SOURCE INFORMATION START

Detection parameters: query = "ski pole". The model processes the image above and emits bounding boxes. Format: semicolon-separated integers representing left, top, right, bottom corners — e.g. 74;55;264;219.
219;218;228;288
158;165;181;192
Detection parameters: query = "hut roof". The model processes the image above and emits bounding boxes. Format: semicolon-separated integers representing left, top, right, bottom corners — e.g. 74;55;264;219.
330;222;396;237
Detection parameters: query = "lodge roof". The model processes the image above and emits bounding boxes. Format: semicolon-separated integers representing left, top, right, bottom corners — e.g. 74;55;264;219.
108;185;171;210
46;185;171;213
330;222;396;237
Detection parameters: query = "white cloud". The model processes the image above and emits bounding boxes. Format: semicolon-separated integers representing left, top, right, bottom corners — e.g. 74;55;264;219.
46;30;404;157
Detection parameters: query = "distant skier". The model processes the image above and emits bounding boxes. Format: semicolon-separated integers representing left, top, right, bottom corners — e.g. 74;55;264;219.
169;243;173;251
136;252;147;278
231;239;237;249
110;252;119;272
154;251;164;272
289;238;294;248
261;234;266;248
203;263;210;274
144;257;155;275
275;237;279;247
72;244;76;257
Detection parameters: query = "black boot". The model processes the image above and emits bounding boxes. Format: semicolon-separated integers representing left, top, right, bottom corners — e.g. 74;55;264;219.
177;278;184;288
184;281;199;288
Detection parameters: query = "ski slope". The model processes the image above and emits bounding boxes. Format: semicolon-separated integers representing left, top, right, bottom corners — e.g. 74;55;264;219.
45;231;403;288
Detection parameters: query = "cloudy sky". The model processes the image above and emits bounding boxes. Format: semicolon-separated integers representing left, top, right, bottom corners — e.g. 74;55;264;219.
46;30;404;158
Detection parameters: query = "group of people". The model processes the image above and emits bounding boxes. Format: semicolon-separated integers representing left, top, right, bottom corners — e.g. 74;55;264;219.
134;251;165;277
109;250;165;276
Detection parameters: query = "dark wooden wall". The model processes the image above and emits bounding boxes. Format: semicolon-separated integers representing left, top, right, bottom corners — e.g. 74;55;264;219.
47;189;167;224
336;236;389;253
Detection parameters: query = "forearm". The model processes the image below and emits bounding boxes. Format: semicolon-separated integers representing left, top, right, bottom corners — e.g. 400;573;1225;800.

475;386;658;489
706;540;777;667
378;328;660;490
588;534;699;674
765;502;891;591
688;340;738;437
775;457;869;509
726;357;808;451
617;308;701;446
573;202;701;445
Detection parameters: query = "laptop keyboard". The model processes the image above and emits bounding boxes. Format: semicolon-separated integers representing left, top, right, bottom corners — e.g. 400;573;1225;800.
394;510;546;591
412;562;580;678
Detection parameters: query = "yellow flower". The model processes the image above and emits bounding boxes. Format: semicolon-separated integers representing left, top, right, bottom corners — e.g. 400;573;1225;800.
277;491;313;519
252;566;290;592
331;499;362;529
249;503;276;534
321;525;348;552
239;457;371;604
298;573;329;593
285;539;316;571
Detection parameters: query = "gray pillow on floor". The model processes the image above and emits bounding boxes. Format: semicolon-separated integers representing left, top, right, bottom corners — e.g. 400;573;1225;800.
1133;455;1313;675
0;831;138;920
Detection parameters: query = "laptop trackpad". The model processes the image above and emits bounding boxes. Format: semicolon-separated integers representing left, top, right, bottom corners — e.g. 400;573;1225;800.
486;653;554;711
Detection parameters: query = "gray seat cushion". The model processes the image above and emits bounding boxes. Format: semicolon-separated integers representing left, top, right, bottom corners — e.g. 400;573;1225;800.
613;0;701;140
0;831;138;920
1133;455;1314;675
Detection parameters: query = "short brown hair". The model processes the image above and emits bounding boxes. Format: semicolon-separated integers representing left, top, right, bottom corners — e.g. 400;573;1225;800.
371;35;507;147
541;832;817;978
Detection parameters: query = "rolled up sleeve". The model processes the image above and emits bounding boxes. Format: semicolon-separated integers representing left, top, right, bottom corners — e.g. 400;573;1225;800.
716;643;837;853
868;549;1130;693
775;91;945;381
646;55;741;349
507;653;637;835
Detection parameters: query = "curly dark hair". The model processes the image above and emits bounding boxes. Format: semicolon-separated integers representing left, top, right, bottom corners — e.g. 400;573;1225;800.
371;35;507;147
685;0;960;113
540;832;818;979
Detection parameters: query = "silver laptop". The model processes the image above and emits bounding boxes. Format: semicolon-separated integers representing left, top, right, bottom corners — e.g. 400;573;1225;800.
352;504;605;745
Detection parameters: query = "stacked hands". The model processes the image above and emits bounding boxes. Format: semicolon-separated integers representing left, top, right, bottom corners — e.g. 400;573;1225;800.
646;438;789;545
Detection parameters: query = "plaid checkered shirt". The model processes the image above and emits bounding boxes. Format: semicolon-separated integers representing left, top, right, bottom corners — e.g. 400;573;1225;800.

SOURCE INFORMATION END

[YOUR TASK]:
Copy the lines above, please. Keep them exact.

[SOLUTION]:
Detection parameters: query = "ski pole". The model processes the image above and emits bounding boxes. Format: semicolon-separated integers representing left, top, right, bottom corners — e.g. 74;55;264;219.
219;218;228;288
158;165;181;192
Detection parameters: query = "hut roof". The model processes the image above and emits bounding boxes. Format: semicolon-separated integers representing left, top, right, bottom corners — e.g. 74;55;264;219.
330;222;396;237
Detection parameters: query = "lodge roof". The model processes the image above and emits bounding boxes. Format: semicolon-separated integers representing left, top, right, bottom corners — e.g. 74;55;264;219.
108;185;171;210
46;185;171;213
330;222;396;237
Detection parameters: query = "white cloud". The model processes the image above and emits bounding boxes. Format: semicolon-separated integers representing left, top, right, bottom corners — e.g. 74;55;264;219.
46;30;404;157
Detection parameters: query = "distant skier". The model processes the image above and emits bounding boxes. Format: semicolon-separated integers representing left, top, right, bottom corners — e.g. 74;55;264;219.
169;243;173;251
136;252;147;278
231;239;237;249
110;252;119;272
154;251;164;272
289;238;294;248
261;234;266;248
203;263;210;274
144;257;155;275
275;237;279;247
72;244;76;257
Detection parameters: query = "black boot". The model processes the image above and emits bounding boxes. Format: semicolon-separated integers representing left, top, right, bottom corners — e.g. 74;55;264;219.
177;278;184;288
184;281;199;288
Detection parameters: query = "ski slope". The model processes the image above and emits bounding boxes. Format: semicolon-separated integers representing left, top, right, bottom corners — e.g. 74;55;264;219.
45;231;403;288
Detection parameters: query = "cloudy sky". The model processes the image above and emits bounding boxes. Format: semicolon-separated integers representing left, top, right, bottom corners — e.g. 74;55;264;219.
46;30;404;158
Detection parameters: query = "group of people". The model processes the image above and emits bounding boxes. Format: semicolon-separated integers representing left, top, right, bottom corners — e.g. 74;55;264;219.
134;251;165;277
109;250;165;276
Detection parameters: query = "dark wooden wall". The model processes the image above and emits bounding boxes. Format: semicolon-separated integers representing left, top, right, bottom corners — e.g. 74;55;264;219.
47;189;167;224
336;236;389;253
Detection parameters: query = "forearm". The model processes the image below and emits bounding boxes. Format: semicolon-separated integers representing left, top, right, bottom corners — e.g. 400;573;1225;800.

475;386;658;489
706;540;777;667
378;328;660;490
588;534;699;674
765;502;891;591
688;340;738;437
775;457;869;509
726;357;808;451
617;308;701;446
573;202;701;445
Detection parameters: query = "laptop keyboard". The model processes the image above and emits bounding boxes. Format: semicolon-separated integers representing left, top, right, bottom corners — e.g. 400;573;1225;800.
394;510;546;591
412;562;580;678
Detection parameters: query = "yellow flower". The model processes the image above and emits bounding boxes. Format: semicolon-separated integers representing left, top, right, bottom corners — e.g. 400;573;1225;800.
277;491;313;519
252;566;290;592
331;499;362;529
249;503;276;534
321;525;348;552
239;457;371;604
298;573;329;593
285;539;316;571
Detection parameters: query = "gray pillow on floor". The model processes the image above and emits bounding boxes. Format: semicolon-separated integers representing left, top, right, bottom corners — e.g. 400;573;1225;800.
1133;455;1313;675
0;831;138;920
Detection parameters: query = "laptop trackpad". The model processes the image above and emits bounding boxes. Format: semicolon-separated integers representing left, top, right, bottom corners — e.g. 400;573;1225;800.
486;653;554;711
Detection parameters: query = "gray seat cushion". The model processes the image above and emits bounding boxes. Format: semicolon-separated integers representing left, top, right, bottom corners — e.g. 400;573;1225;800.
613;0;701;140
0;831;138;920
1133;455;1314;675
Detection parameters: query = "short brown hair". The model processes the image above and emits bounding boxes. Format: semicolon-separated integers representing left, top, right, bottom corners — e.g. 400;573;1225;800.
371;35;507;147
541;832;817;978
Detection parameters: query = "rolled up sleeve". The model processes the image above and emits bounding boxes. Format: semicolon-separated integers representing left, top, right, bottom corners — e.g. 400;573;1225;800.
716;643;837;853
868;549;1130;693
775;91;945;381
646;55;741;349
507;653;637;835
Detection parameters: query = "curly dark hair". The model processes the image above and emits bounding boxes. Format: semicolon-separated integers representing left, top, right, bottom corners — e.g. 400;573;1225;800.
371;35;507;147
685;0;960;113
540;832;818;979
Detection parameters: query = "silver laptop". The model processes the image above and emits bounding boxes. Format: semicolon-separated integers representing left, top, right, bottom corners — e.g. 400;573;1225;800.
352;504;605;745
Detection parameters: query = "stacked hands". The model processes the image above and emits bounding boxes. Format: semicolon-separated integers representing left, top, right, bottom corners — e.g. 400;573;1225;800.
646;438;789;545
Detection parameters: query = "plaid checkered shirt". The model processes the image above and emits bounding boxes. Format: semicolon-separated integers representing left, top, right, bottom corners — e.g. 400;573;1225;800.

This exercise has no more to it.